Task details:
Arrange the part of the material that opens with the line containing "Spot the power" and runs through the end of the material as a Markdown table with the columns Row and Line, numbering each line and omitting blank lines.

Given data:
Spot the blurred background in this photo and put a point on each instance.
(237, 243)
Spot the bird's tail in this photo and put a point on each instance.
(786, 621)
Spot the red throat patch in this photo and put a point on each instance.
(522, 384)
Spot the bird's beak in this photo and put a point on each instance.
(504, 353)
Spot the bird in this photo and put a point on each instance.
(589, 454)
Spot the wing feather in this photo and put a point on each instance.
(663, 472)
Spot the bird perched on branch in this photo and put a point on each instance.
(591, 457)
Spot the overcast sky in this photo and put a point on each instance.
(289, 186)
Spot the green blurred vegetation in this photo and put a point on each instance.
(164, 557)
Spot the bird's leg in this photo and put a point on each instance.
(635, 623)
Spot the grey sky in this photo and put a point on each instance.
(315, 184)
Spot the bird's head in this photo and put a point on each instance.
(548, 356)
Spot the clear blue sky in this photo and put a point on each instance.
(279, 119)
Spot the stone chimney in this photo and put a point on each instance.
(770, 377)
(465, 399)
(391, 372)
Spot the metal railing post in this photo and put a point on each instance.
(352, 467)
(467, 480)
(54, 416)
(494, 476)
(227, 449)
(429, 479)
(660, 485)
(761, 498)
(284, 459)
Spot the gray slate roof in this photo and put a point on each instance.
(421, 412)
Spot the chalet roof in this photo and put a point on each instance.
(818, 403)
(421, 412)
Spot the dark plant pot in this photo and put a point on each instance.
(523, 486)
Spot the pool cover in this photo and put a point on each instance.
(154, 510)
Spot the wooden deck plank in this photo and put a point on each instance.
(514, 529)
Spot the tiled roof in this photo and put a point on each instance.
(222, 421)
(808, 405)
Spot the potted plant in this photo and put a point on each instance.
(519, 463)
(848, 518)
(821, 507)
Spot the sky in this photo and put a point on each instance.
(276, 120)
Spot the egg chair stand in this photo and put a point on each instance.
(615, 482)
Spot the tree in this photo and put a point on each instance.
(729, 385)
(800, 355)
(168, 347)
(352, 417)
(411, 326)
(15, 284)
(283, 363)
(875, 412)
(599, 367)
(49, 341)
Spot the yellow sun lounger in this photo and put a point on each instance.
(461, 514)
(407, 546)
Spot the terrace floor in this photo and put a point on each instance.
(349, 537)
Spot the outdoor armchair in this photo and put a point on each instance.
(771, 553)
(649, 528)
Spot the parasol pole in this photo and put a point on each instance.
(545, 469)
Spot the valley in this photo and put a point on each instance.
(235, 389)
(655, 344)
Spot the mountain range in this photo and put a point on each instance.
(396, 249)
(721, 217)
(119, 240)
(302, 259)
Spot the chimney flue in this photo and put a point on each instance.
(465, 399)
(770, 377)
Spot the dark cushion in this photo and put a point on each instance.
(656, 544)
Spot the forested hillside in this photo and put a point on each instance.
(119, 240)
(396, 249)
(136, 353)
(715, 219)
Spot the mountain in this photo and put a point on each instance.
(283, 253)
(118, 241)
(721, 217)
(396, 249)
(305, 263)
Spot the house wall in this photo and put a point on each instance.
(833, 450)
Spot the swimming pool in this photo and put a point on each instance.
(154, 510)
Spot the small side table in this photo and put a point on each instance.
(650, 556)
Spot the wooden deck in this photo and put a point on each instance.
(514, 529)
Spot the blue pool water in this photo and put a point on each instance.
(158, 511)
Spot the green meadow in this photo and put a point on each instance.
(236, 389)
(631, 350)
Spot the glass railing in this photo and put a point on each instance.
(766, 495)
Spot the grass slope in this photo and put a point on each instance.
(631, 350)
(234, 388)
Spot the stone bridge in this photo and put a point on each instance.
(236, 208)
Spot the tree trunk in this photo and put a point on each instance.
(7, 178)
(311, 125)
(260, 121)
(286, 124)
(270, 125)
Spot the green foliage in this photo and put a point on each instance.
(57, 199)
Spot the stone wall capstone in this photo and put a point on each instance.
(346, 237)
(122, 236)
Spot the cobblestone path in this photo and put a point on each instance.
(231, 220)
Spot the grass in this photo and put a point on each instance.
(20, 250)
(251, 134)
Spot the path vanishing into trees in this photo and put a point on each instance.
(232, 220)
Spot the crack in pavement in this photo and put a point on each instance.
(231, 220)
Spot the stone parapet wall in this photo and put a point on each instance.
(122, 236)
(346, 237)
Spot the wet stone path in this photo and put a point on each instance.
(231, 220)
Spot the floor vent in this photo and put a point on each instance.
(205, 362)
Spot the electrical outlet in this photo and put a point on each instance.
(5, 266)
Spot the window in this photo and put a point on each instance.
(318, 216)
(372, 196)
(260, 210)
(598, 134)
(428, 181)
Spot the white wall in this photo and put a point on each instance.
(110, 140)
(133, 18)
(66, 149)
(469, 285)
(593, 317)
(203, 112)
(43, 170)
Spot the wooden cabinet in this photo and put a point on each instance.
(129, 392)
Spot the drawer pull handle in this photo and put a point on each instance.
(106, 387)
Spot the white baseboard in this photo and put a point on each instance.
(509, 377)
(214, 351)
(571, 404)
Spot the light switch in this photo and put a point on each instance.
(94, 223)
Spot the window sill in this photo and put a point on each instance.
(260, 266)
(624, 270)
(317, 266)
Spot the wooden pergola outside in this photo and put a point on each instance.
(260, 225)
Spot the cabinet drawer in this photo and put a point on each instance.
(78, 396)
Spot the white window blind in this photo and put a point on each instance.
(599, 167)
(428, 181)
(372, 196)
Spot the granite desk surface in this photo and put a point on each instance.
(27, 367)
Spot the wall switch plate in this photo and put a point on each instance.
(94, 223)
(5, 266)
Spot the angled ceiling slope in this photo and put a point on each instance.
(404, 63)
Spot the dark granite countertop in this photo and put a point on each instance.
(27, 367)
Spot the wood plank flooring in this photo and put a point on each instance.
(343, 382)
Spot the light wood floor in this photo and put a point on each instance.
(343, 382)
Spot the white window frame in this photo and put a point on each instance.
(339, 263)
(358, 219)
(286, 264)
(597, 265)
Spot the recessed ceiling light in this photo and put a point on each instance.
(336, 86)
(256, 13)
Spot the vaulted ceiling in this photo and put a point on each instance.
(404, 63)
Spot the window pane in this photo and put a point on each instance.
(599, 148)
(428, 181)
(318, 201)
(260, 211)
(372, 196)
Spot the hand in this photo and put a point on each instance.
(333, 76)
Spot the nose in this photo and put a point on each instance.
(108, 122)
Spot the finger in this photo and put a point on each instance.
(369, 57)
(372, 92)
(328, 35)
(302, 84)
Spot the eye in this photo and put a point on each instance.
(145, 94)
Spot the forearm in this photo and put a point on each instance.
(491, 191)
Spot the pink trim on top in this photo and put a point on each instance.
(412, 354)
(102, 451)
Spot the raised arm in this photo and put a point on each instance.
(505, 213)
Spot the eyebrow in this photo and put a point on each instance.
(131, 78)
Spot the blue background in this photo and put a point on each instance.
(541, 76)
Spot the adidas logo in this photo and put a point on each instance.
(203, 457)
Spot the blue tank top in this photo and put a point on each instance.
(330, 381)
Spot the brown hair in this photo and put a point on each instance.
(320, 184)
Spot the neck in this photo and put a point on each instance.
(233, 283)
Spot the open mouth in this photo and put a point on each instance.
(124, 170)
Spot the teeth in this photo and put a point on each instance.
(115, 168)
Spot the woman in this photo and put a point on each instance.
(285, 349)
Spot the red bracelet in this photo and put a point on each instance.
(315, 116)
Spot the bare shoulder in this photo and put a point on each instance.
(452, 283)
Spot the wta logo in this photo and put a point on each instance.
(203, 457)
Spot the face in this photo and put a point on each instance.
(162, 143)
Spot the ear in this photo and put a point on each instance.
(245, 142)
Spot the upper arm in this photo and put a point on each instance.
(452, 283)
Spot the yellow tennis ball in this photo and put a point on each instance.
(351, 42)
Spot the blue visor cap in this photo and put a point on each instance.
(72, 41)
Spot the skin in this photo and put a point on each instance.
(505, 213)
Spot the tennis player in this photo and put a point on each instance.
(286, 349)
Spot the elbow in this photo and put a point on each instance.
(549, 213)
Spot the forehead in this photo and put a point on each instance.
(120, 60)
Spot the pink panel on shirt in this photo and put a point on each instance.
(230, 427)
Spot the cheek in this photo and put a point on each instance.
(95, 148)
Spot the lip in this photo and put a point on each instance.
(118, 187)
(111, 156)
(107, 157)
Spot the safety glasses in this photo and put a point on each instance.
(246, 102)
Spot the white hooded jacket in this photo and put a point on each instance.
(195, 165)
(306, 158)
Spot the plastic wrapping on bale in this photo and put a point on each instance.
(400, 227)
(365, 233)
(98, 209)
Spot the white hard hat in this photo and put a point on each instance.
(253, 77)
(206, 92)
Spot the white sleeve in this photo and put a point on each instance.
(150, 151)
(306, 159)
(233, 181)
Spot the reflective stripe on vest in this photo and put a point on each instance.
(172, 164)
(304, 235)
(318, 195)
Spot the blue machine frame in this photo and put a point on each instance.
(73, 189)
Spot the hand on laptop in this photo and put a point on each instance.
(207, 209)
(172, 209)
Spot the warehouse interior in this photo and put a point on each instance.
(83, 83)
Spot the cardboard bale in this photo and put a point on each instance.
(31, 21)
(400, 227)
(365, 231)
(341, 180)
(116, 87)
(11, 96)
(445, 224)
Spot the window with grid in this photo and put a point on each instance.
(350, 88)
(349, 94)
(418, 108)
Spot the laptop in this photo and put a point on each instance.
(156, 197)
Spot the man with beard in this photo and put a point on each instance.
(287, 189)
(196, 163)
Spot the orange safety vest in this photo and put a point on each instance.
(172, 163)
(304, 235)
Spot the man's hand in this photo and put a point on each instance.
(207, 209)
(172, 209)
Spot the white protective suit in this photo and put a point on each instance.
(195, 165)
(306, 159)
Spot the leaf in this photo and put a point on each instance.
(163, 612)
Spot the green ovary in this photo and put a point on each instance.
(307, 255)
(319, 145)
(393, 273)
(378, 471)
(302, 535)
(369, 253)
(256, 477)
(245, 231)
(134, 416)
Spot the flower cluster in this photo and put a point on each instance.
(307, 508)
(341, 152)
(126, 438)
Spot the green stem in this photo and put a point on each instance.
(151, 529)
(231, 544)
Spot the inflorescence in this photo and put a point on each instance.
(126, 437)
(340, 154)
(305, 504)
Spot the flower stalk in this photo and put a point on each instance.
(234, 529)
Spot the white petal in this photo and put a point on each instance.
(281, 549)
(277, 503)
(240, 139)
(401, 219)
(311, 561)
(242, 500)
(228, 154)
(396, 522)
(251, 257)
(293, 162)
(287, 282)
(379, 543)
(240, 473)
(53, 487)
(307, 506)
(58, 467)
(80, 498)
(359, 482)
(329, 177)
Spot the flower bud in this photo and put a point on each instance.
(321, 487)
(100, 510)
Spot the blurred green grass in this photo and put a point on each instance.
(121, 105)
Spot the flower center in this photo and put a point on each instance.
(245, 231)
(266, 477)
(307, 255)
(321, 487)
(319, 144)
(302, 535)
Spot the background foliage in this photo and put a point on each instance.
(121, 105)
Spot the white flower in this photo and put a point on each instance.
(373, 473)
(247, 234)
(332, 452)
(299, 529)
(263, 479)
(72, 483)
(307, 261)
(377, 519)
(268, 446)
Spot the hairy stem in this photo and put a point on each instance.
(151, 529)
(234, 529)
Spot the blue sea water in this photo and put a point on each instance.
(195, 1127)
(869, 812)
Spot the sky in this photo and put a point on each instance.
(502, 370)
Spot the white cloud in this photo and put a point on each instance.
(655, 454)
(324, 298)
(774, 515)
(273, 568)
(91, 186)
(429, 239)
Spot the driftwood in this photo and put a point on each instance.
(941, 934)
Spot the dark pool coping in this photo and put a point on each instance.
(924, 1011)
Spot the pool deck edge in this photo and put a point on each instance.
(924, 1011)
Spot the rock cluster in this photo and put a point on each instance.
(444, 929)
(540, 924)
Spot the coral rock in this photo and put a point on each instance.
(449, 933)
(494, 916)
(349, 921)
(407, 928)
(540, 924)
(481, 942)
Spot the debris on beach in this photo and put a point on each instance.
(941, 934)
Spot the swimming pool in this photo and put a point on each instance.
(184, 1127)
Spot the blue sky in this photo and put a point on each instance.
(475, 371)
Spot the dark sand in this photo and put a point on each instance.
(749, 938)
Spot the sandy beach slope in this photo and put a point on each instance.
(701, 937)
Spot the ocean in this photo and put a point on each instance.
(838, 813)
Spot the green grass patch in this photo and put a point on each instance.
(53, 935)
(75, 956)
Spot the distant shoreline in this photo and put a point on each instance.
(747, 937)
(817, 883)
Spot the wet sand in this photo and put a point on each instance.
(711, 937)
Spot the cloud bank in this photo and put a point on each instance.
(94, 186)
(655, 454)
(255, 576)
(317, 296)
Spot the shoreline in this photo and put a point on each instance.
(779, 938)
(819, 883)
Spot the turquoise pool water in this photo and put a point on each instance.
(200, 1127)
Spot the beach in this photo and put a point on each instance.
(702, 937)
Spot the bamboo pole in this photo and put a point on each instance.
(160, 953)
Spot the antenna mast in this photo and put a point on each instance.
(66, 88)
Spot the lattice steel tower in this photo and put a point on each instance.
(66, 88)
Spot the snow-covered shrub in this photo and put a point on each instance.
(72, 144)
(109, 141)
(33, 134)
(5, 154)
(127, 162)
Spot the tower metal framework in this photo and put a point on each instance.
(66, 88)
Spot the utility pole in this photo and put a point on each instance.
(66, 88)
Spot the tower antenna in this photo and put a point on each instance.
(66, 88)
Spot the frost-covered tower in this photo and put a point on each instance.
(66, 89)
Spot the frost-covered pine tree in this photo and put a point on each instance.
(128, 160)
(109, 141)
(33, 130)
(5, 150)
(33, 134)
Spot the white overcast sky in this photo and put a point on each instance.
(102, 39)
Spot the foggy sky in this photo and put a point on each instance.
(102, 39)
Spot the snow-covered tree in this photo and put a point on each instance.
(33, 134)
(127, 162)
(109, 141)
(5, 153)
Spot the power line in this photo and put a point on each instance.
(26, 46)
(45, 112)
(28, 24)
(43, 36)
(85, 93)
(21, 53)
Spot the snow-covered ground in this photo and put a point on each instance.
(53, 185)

Full solution:
| Row | Line |
|---|---|
| 1 | Spot the power line in this photo and put a point on each instance. |
| 2 | (26, 46) |
| 3 | (45, 112) |
| 4 | (28, 24) |
| 5 | (43, 36) |
| 6 | (85, 93) |
| 7 | (21, 53) |
| 8 | Spot the snow-covered ground in this photo and put a point on each instance. |
| 9 | (53, 185) |